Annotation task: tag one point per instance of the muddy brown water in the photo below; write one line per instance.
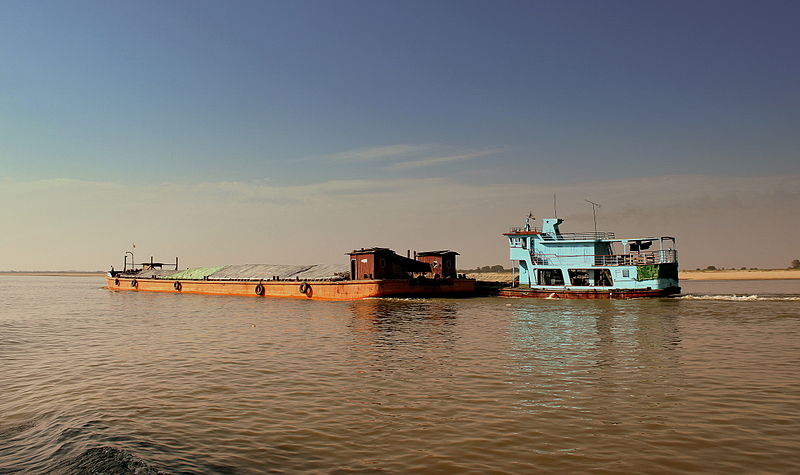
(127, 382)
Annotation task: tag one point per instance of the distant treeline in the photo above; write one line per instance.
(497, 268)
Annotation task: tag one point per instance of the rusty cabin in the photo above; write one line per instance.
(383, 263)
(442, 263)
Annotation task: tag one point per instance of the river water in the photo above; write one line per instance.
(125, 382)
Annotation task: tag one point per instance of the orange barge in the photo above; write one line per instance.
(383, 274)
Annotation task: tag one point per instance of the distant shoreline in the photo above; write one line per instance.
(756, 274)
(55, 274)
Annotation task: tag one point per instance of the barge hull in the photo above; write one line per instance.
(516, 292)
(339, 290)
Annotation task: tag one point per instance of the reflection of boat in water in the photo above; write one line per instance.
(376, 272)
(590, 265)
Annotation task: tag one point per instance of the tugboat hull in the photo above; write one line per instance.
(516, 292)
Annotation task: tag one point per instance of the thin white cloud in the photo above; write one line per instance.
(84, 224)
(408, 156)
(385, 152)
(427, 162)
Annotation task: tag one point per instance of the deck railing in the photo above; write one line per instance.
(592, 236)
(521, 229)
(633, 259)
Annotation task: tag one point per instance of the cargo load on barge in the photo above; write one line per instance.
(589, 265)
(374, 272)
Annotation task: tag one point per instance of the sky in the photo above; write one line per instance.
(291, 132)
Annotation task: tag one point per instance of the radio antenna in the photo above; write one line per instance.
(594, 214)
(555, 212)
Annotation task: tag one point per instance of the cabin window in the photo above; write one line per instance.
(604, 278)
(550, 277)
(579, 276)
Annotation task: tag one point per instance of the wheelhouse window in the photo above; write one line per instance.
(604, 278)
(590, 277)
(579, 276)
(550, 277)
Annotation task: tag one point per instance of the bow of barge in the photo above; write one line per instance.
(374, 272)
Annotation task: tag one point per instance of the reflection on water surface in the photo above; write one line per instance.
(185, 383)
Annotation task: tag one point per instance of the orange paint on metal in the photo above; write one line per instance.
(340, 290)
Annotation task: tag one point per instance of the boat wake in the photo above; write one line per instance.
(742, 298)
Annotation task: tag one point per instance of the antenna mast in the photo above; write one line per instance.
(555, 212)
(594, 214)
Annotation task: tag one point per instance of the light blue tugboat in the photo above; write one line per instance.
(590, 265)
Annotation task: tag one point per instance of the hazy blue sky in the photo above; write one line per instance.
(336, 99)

*****

◆ WHAT IS NEEDED
What is needed is an exact printout of every record above, with the pictures left out.

◆ EXERCISE ANSWER
Annotation task: tag one point per instance of the muddy brown water in the photo below; write one line per instance.
(127, 382)
Annotation task: tag one point per instance of the distant treeline in the photo above; write one line per instance.
(497, 268)
Annotation task: tag one point per instance of the rusty cabin in the photo above; write one line per instance.
(383, 263)
(442, 263)
Annotation task: tag one point per instance of the river water in the photo above; write one line per instance.
(125, 382)
Annotation task: tag one point per instance of the orange barge in the photo above; write one line per instance.
(383, 274)
Annotation task: tag one point per instance of the distant shoreline in the photo above; write one line per instance.
(756, 274)
(55, 274)
Annotation task: tag one point per instance of the barge hull in the photo above; write one line per instance.
(516, 292)
(339, 290)
Annotation task: tag one point per instance of the reflection of boat in water in the photo above; write one line per instance.
(376, 272)
(590, 265)
Annotation task: tag one point per instance of the tugboat hull in the photo above; write one line per instance.
(516, 292)
Annotation task: tag one point per instance of the thin white cloud in the photo above; write one line per instance.
(84, 224)
(408, 156)
(385, 152)
(427, 162)
Annotation task: tag one point per instance of the deck railing in the photo above; write one line per instance.
(592, 236)
(521, 229)
(633, 259)
Annotation task: tag one point per instance of the cargo load on barge in the photo above; write one line per instance.
(589, 265)
(374, 272)
Annotation task: tag one point per instance of the sky in the photo above; write one line per instance.
(291, 132)
Annotation task: tag one point per instance of the radio antenna in the photo above; write one line per instance.
(594, 214)
(555, 212)
Annotation task: tag one point per instance of the cabin window in the photo above; write one line per instance.
(604, 278)
(550, 277)
(579, 276)
Annotation task: tag one point per instance of the wheelhouse window in the photo above; write one line per instance.
(604, 278)
(590, 277)
(579, 276)
(550, 277)
Annotation task: tag one point per instance of the bow of barge in the photo above; write one line per instance.
(374, 272)
Annotation task: tag one point per instance of the reflection on water surface in the photo above; write one line per instance.
(185, 383)
Annotation task: tag one point per instance of the orange paint on metal in the photo above; write one line per instance.
(340, 290)
Annotation task: tag one point per instance of the boat wake in the photo above; write one line per instance.
(742, 298)
Annotation task: tag one point per instance of the antenna mast in the photo above; write one line per instance.
(555, 212)
(594, 214)
Annotation task: tag one point per instance of the light blue tugboat in the photo above; write one line per instance.
(590, 265)
Annotation task: tag one point per instance of the hazy blue sky in the photo above; write one line per instance.
(336, 99)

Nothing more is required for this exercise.